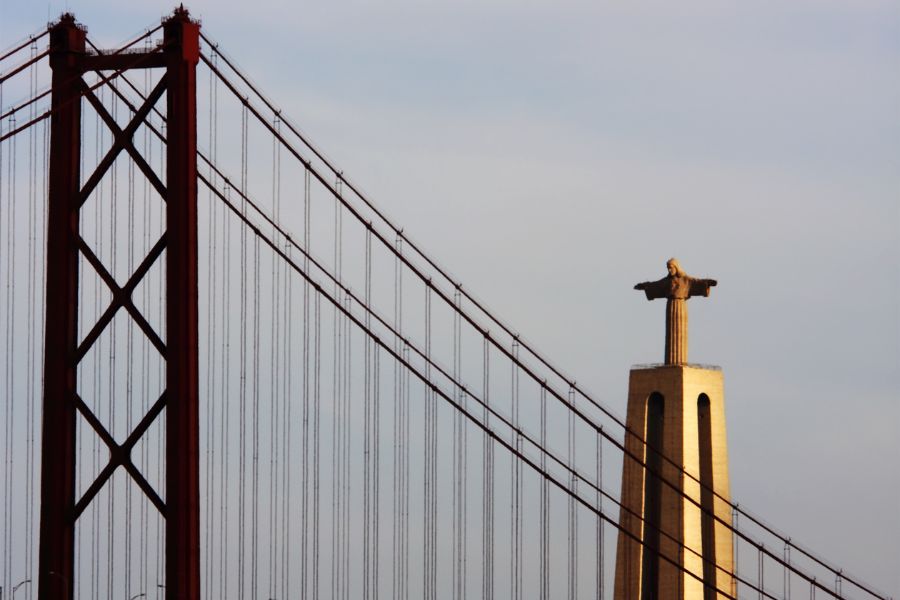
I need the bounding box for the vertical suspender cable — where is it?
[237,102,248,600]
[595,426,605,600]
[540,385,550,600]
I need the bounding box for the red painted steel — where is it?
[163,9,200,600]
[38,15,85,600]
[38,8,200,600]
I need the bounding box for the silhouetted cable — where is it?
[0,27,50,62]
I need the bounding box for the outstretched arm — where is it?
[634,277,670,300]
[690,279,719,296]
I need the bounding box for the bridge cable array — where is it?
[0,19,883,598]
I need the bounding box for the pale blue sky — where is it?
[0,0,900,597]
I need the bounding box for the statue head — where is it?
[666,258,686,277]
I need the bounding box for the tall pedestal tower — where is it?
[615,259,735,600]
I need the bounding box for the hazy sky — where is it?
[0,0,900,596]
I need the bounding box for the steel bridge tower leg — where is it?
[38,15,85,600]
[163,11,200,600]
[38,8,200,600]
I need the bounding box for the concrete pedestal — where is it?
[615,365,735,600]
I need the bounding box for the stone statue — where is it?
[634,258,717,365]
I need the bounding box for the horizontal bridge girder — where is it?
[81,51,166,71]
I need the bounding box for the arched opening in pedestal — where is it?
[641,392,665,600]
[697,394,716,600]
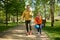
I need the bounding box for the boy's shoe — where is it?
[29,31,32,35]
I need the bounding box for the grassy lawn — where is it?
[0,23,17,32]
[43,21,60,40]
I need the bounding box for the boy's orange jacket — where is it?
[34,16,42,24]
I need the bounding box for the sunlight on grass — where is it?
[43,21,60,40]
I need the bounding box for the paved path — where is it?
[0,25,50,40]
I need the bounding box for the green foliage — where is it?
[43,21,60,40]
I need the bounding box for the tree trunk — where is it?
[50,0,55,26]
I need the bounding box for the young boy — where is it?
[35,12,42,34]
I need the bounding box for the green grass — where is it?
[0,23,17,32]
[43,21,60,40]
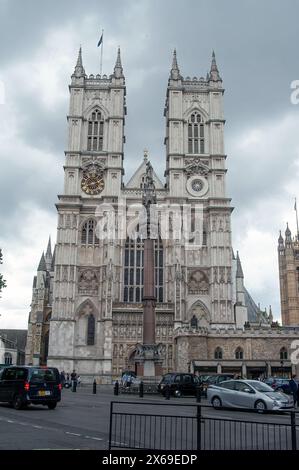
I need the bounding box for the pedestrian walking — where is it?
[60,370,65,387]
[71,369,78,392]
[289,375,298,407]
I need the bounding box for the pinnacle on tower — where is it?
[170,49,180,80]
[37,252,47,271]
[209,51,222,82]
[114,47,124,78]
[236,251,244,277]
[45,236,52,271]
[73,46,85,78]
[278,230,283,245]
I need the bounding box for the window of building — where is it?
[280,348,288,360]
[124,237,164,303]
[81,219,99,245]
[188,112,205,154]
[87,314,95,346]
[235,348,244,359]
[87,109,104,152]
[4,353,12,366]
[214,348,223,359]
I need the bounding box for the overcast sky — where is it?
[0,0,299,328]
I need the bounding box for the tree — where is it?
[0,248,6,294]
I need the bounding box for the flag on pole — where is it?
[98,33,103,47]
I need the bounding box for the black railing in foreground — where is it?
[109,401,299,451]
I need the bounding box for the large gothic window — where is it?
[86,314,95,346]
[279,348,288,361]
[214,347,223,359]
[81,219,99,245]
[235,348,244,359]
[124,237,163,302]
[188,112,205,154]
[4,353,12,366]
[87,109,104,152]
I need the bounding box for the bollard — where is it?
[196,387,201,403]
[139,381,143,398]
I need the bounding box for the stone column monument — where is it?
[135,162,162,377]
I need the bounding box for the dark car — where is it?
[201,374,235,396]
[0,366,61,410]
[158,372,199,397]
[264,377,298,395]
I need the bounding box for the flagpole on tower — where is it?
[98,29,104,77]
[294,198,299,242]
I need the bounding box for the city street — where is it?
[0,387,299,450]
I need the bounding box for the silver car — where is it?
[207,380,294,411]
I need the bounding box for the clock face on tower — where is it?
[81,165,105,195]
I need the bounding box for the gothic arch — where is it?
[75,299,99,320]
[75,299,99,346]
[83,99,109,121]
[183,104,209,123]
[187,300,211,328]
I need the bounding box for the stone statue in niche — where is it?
^^^^^^^^^^^^^^^^
§ **Exercise aim**
Turn the listing above into a JSON list of strings, one string per line, skipping blank lines. Leave out the lines that mark the pictures.

§ **Full output**
[
  "I need the bounding box for the vertical suspender cable — where is it?",
  "[237,102,248,600]",
  "[595,426,605,600]",
  "[540,385,550,600]",
  "I need the bounding box for the red painted steel — where is it?",
  "[163,9,200,600]",
  "[38,15,85,600]",
  "[38,8,200,600]",
  "I need the bounding box for the silhouetted cable — where is it?",
  "[0,27,50,62]",
  "I need the bounding box for the outstretched arm — where is it?",
  "[634,277,670,300]",
  "[690,279,719,296]",
  "I need the bounding box for the bridge cable array — where is it?",
  "[0,19,883,598]",
  "I need the bounding box for the pale blue sky — where is it?",
  "[0,0,900,597]",
  "I need the bounding box for the statue head — where is it?",
  "[666,258,686,277]",
  "I need the bounding box for the tall pedestal tower — where is it?",
  "[615,259,735,600]",
  "I need the bounding box for the hazy sky — where is it?",
  "[0,0,900,596]",
  "I need the bounding box for the steel bridge tower leg — where is it?",
  "[38,15,85,600]",
  "[163,11,200,600]",
  "[38,8,200,600]",
  "I need the bounding box for the concrete pedestal — where is it?",
  "[615,365,735,600]",
  "I need the bounding box for the stone statue — where is it?",
  "[634,258,717,365]",
  "I need the bounding box for the horizontal bridge girder — where is it?",
  "[81,51,166,71]",
  "I need the bounding box for the arched opening in pedestal — where is it?",
  "[641,392,665,600]",
  "[697,394,716,600]",
  "I need the bounding box for the boy's shoe — where is it?",
  "[29,31,32,35]",
  "I need the bounding box for the grassy lawn — where is it?",
  "[0,23,17,32]",
  "[43,21,60,40]",
  "I need the bounding box for the boy's orange jacket — where is it?",
  "[34,16,42,24]",
  "I need the bounding box for the sunlight on grass — where is it?",
  "[43,21,60,40]",
  "I need the bounding box for the paved path — where is it?",
  "[0,25,50,40]",
  "I need the bounding box for the green foliage — where is it?",
  "[43,21,60,40]",
  "I need the bounding box for the tree trunk — where is it?",
  "[50,0,55,26]",
  "I need the bounding box for the young boy — where is it?",
  "[35,12,42,34]",
  "I need the bounding box for the green grass — where is it?",
  "[0,23,17,32]",
  "[43,21,60,40]",
  "I need the bounding box for the pedestrian walking — where is it?",
  "[60,370,65,387]",
  "[71,369,78,392]",
  "[289,375,298,407]",
  "I need the bounding box for the pinnacle on tower — where is it?",
  "[170,49,180,80]",
  "[37,252,47,271]",
  "[209,51,222,82]",
  "[114,47,124,78]",
  "[236,251,244,277]",
  "[45,236,52,271]",
  "[73,46,85,78]",
  "[278,230,283,245]",
  "I need the bounding box for the window of building — where is it?",
  "[280,348,288,360]",
  "[124,237,164,303]",
  "[81,219,99,245]",
  "[188,112,205,154]",
  "[87,314,95,346]",
  "[235,348,244,359]",
  "[87,109,104,152]",
  "[4,353,12,366]",
  "[214,348,223,359]",
  "I need the bounding box for the overcast sky — where is it?",
  "[0,0,299,328]",
  "I need the bounding box for the tree — where is it?",
  "[0,248,6,294]",
  "I need the bounding box for the flag on pole — where is it?",
  "[98,33,103,47]",
  "I need the bounding box for the black railing in foreground — where is it?",
  "[109,401,299,451]",
  "I need the bounding box for the large gothic window — where is it?",
  "[86,314,95,346]",
  "[279,348,288,361]",
  "[214,347,223,359]",
  "[81,219,99,245]",
  "[235,348,244,359]",
  "[124,237,163,302]",
  "[188,112,205,154]",
  "[4,353,12,366]",
  "[87,109,104,152]",
  "I need the bounding box for the bollard — where is it?",
  "[196,387,201,403]",
  "[139,381,143,398]",
  "I need the bounding box for the stone column monument — where is it?",
  "[135,162,162,377]",
  "I need the bounding box for the dark car — where is it?",
  "[201,374,235,396]",
  "[0,366,61,410]",
  "[158,372,199,397]",
  "[264,377,298,395]",
  "I need the bounding box for the flagpole on tower — where is it?",
  "[98,29,104,77]",
  "[294,198,299,242]",
  "I need the bounding box for the city street — where is it?",
  "[0,387,299,450]",
  "I need the bounding box for the silver car — where is it?",
  "[207,380,294,411]",
  "I need the bounding box for the clock face on tower — where is it?",
  "[81,165,105,195]",
  "I need the bounding box for the gothic arch — where is it?",
  "[75,299,99,320]",
  "[75,299,99,346]",
  "[83,99,109,121]",
  "[183,104,209,123]",
  "[187,300,211,328]",
  "I need the bounding box for the stone statue in niche — where is it?"
]